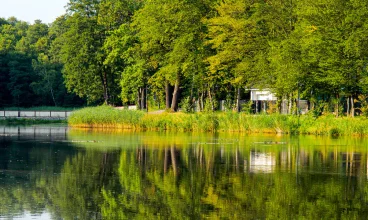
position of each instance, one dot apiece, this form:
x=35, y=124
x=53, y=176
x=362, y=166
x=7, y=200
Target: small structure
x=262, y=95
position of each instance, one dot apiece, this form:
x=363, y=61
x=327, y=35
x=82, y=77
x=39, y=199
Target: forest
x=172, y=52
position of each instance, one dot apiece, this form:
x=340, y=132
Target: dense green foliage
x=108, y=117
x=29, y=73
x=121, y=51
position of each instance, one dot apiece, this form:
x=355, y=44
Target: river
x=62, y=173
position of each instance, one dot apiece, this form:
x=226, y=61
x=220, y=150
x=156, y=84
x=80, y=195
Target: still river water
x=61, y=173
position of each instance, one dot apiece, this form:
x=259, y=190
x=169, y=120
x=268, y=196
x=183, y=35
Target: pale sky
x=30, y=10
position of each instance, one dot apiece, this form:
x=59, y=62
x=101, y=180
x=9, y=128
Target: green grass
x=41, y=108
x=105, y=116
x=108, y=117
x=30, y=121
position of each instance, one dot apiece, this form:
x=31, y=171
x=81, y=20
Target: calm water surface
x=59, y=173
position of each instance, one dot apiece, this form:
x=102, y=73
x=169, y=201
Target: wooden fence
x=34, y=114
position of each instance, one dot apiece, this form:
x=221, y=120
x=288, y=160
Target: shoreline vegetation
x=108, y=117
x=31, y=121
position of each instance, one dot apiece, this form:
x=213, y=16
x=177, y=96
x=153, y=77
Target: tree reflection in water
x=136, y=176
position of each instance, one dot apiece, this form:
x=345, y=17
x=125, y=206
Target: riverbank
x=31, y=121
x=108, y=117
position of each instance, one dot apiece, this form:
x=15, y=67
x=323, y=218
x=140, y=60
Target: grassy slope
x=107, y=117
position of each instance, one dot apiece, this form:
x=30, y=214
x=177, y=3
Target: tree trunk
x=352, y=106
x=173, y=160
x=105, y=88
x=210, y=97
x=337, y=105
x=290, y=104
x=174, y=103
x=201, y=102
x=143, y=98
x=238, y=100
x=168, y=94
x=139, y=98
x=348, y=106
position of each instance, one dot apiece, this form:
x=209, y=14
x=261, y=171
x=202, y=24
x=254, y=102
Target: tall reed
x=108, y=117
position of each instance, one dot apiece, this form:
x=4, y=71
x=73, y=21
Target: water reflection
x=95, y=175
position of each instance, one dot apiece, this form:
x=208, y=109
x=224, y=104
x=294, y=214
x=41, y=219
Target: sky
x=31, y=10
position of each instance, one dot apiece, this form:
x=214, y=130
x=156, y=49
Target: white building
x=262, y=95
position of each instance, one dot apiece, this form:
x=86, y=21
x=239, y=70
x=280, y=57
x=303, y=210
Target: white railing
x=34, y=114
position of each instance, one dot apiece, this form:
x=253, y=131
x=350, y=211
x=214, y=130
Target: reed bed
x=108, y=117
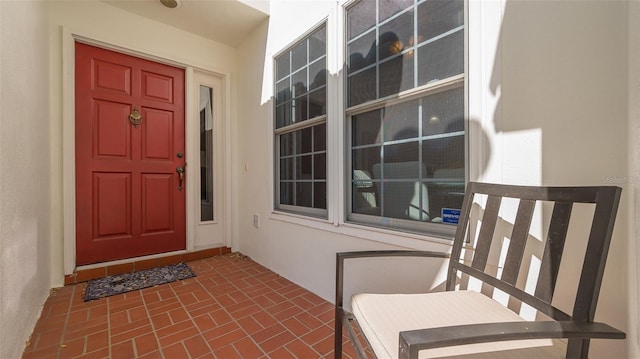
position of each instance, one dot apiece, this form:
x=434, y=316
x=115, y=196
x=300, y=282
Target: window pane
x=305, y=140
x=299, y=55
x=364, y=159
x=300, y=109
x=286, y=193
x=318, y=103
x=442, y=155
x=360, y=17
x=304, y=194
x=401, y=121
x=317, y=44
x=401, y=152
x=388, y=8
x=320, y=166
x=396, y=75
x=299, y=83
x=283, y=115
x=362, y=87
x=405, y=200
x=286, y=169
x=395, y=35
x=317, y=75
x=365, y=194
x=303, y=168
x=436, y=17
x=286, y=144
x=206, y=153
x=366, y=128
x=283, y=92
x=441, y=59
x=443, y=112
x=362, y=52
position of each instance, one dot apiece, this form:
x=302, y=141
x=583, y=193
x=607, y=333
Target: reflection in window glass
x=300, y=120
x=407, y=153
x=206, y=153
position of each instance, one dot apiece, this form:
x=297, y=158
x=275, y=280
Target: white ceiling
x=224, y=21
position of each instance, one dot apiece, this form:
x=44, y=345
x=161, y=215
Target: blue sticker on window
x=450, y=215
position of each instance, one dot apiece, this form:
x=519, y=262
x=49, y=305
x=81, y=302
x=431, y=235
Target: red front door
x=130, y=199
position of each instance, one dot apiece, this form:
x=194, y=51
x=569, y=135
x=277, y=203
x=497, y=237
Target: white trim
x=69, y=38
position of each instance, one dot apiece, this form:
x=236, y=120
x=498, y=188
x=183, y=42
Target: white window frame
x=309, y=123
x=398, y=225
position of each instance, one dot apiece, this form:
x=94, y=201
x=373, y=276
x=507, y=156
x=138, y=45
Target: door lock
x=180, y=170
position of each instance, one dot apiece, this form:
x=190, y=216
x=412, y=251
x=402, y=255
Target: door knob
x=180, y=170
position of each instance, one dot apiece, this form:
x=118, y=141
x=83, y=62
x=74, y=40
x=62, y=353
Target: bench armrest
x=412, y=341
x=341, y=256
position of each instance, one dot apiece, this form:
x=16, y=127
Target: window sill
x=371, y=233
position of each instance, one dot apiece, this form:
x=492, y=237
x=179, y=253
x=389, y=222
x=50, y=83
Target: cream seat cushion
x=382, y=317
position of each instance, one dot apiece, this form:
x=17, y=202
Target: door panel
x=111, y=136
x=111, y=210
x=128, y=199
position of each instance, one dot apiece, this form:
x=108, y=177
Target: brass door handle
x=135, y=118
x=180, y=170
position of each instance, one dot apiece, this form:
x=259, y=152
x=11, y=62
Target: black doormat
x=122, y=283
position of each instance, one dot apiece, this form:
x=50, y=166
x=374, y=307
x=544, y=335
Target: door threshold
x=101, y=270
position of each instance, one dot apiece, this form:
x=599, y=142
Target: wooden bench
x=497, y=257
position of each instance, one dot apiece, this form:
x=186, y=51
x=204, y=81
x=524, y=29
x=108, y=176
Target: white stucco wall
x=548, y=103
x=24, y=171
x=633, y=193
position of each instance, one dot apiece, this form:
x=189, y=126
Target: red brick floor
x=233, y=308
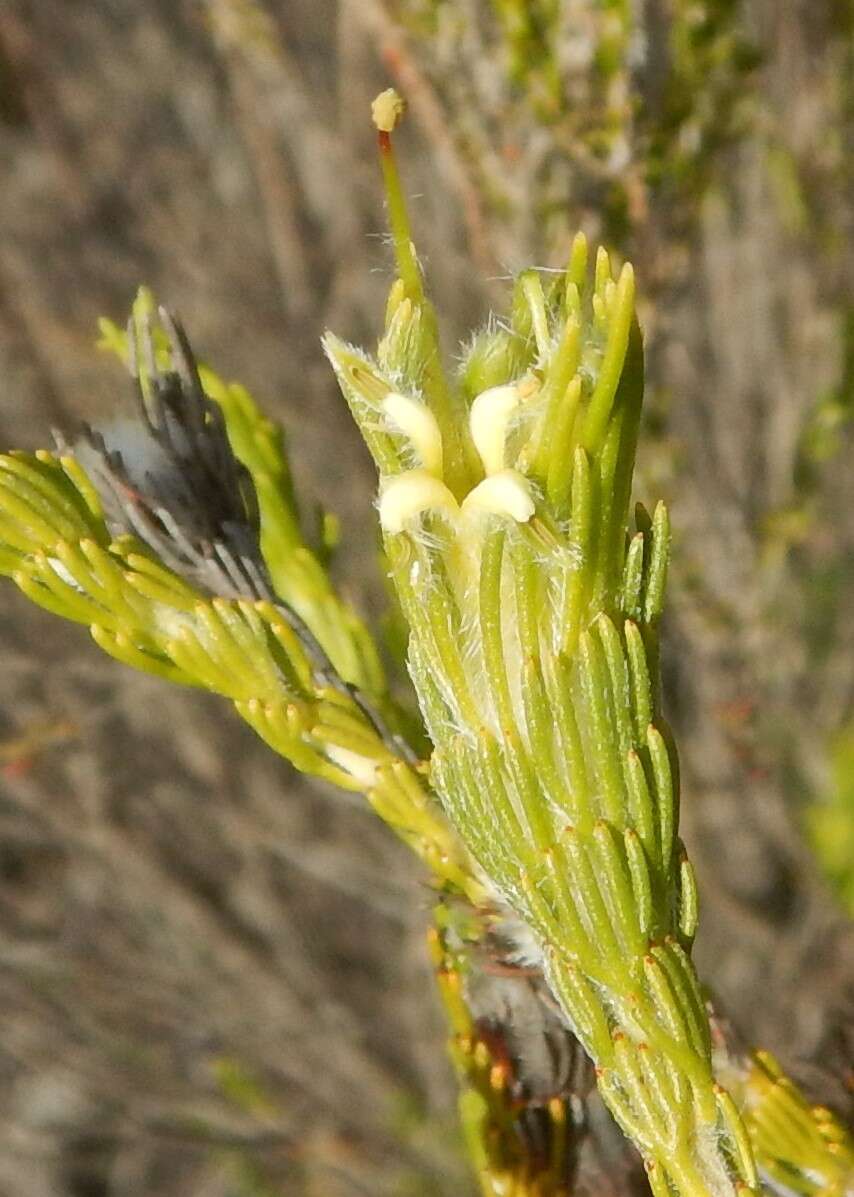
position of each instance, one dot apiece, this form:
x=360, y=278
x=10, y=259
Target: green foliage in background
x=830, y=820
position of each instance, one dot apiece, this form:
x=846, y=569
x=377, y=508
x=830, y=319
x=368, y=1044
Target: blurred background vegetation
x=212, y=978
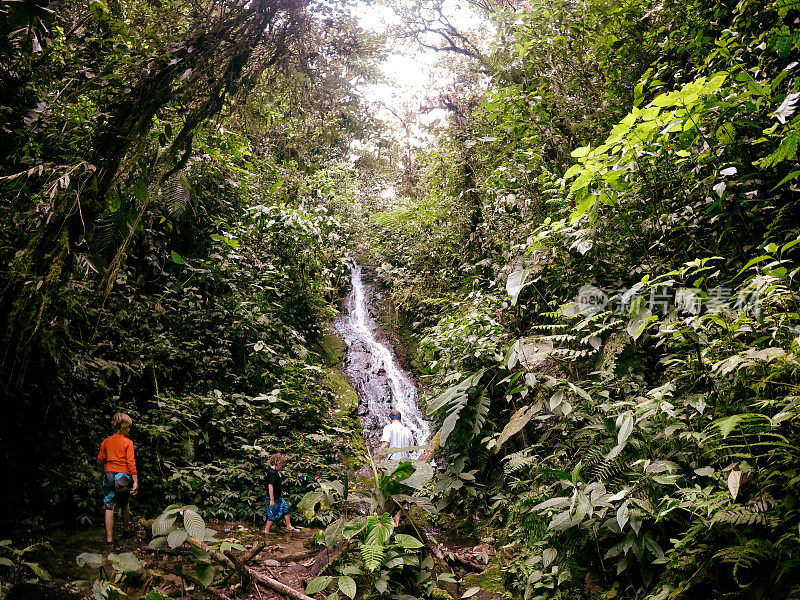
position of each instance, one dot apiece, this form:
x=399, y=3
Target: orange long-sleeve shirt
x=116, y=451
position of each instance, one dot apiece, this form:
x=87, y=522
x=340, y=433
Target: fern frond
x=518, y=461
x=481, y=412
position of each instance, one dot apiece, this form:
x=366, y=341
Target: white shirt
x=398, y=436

+ + + +

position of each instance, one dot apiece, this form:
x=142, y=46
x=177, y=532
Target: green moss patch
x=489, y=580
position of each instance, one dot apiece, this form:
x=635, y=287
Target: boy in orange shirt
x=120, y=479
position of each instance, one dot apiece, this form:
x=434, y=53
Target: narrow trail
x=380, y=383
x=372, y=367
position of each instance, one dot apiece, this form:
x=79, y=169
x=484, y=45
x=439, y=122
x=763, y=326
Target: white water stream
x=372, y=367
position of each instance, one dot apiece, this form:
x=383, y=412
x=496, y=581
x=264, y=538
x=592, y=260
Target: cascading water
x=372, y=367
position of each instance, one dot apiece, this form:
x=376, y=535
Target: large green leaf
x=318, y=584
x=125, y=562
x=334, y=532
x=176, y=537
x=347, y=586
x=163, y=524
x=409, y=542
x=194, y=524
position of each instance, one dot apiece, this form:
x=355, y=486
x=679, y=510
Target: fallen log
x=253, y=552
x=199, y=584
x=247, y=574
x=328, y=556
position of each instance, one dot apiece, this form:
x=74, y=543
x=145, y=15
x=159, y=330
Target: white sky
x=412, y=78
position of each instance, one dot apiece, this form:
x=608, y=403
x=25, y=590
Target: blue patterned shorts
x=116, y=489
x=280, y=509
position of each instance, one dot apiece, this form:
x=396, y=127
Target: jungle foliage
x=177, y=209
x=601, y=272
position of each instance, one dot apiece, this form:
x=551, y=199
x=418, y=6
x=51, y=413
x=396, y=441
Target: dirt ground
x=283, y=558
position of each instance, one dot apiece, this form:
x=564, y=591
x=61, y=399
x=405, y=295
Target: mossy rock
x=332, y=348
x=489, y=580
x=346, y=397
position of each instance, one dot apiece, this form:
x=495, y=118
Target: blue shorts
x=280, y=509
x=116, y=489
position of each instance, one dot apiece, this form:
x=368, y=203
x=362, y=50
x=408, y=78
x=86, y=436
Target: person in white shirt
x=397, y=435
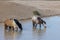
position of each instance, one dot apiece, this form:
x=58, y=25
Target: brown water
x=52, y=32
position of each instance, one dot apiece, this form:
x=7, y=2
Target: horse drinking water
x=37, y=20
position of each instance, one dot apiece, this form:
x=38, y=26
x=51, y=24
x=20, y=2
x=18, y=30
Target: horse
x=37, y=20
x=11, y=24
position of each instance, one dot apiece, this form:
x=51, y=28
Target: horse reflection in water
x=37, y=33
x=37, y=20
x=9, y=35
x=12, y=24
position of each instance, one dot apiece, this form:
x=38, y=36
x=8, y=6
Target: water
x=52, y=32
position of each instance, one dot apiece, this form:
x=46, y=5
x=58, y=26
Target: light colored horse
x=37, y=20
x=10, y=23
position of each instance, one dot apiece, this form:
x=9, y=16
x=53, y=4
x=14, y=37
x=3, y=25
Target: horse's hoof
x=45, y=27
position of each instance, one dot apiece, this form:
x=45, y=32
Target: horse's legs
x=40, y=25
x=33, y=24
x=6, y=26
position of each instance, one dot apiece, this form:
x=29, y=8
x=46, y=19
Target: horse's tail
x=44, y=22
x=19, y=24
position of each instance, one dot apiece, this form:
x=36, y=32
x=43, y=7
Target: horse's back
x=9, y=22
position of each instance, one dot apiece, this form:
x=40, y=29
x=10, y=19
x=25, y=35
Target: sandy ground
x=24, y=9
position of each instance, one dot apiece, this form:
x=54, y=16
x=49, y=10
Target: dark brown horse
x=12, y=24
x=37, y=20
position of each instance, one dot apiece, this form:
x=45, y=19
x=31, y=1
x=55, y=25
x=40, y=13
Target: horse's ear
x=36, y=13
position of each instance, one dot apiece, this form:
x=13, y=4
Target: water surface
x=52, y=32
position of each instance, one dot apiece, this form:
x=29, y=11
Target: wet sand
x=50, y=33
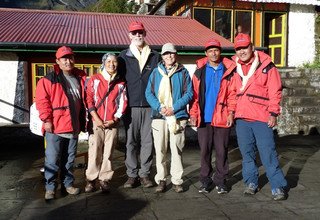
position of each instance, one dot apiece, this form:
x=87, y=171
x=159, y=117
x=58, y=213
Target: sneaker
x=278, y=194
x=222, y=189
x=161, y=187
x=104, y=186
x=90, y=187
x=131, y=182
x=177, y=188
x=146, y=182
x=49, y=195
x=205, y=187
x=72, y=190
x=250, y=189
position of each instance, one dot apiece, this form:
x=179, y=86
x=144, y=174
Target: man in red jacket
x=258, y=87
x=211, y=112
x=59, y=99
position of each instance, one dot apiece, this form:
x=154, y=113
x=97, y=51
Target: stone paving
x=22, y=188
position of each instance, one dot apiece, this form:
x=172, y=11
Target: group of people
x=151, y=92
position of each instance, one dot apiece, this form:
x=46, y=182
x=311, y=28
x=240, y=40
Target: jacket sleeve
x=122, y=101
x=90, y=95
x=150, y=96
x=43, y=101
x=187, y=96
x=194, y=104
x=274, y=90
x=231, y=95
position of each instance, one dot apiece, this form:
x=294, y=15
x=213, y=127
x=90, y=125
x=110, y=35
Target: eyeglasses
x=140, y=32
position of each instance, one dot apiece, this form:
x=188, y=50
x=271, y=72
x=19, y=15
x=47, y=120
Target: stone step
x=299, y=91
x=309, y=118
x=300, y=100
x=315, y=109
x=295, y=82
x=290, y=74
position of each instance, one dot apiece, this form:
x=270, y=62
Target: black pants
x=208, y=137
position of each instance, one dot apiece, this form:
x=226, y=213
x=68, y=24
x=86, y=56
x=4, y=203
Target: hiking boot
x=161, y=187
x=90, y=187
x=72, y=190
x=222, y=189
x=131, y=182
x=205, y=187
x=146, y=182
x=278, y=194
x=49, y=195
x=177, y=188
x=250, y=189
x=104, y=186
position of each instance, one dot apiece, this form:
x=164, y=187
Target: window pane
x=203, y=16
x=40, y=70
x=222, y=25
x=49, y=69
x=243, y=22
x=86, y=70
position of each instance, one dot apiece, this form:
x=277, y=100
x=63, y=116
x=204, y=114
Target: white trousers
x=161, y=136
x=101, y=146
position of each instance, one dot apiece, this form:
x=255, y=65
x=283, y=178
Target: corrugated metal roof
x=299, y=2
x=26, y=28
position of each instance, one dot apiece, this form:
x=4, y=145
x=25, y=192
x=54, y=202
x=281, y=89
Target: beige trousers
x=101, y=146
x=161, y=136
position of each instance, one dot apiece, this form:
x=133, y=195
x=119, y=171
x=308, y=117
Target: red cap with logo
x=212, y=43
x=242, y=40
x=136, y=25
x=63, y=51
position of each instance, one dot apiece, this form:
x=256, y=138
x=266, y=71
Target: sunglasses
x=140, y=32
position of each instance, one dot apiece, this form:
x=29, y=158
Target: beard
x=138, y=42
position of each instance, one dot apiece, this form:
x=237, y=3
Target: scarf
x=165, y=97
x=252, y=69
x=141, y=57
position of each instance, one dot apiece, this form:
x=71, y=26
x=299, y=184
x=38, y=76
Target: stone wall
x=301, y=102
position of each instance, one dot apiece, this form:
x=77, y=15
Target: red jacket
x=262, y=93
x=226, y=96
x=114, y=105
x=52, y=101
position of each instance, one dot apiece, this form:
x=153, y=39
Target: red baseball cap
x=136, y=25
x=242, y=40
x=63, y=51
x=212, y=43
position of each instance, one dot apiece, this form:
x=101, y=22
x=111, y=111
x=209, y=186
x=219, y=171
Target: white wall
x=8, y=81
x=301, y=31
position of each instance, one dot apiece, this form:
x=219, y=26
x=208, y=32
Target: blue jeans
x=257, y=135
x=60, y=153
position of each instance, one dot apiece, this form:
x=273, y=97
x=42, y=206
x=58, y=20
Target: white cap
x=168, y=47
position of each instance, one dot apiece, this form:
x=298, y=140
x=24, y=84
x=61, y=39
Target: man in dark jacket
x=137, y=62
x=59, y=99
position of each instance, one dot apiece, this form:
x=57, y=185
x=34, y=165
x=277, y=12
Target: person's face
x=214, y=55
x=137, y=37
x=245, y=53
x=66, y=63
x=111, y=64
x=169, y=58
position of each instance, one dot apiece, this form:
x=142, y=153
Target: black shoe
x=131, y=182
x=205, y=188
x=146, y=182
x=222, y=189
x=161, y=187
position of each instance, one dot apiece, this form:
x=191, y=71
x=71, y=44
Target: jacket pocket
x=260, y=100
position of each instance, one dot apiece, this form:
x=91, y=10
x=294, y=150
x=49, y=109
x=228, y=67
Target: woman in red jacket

+ + + +

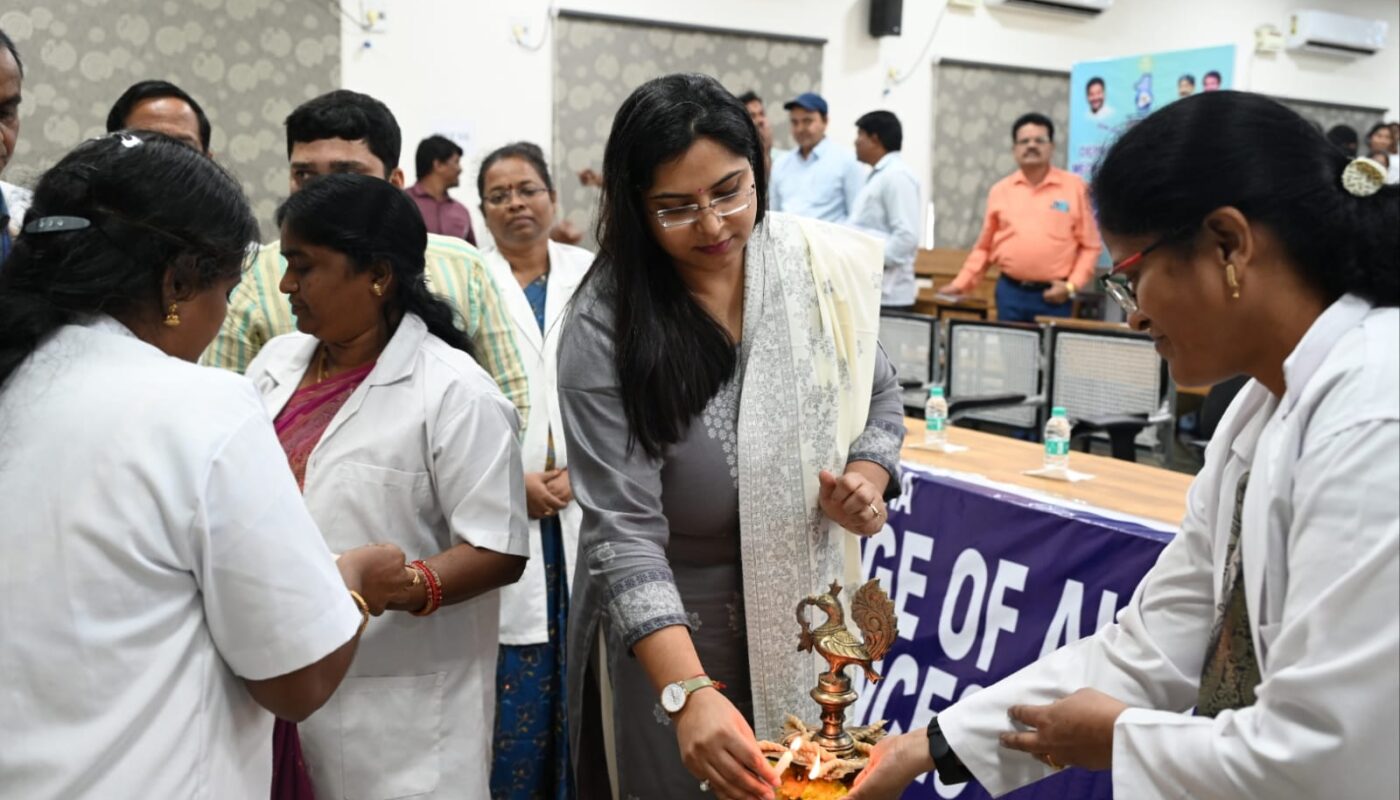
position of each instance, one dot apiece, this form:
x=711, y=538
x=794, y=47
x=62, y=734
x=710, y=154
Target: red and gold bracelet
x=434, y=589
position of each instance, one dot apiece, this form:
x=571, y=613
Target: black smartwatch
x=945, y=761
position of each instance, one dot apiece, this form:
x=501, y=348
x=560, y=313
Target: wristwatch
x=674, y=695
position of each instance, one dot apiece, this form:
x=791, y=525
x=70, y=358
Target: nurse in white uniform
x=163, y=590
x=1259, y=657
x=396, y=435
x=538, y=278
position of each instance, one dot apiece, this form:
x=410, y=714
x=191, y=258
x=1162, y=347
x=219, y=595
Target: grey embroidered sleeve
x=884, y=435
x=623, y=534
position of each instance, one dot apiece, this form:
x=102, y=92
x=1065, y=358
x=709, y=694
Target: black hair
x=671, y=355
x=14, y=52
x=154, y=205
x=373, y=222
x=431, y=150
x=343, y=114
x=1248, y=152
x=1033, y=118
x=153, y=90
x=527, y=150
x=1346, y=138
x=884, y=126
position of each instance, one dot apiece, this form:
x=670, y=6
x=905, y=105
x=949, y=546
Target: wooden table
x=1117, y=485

+ + + +

Please list every line in the items above that contains the word "person", copying each such line in full.

**Answer to the task**.
Target: person in white shirt
Target: person's face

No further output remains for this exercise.